Task directions -
Please edit the rows below by replacing "wispy cloud" with "thin cloud" everywhere it occurs, leaving every other character unchanged.

Lines of data
────────

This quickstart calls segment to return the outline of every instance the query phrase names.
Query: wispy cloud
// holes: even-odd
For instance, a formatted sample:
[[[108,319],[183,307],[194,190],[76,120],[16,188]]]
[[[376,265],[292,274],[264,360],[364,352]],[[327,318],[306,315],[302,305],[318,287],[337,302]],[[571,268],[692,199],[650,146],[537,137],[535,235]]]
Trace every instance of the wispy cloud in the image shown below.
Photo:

────────

Response to this task -
This quickstart calls segment to return the outline of every instance the query phrase names.
Query: thin cloud
// holes: even-odd
For instance, a formatted sample:
[[[108,319],[183,307],[194,190],[76,120],[16,188]]]
[[[376,265],[292,274],[264,360],[364,352]],[[327,318],[306,315],[302,305],[318,287],[337,302]],[[571,268],[692,199],[650,146],[537,137],[535,235]]]
Trace every instance of the thin cloud in the image shown below.
Photo:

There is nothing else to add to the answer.